## START Records supplied

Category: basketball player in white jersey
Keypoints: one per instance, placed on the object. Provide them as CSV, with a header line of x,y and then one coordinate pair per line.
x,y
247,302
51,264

## END Records supplied

Which lines in the items above contain the word "basketball"? Report each of those lines in full.

Category: basketball player in white jersey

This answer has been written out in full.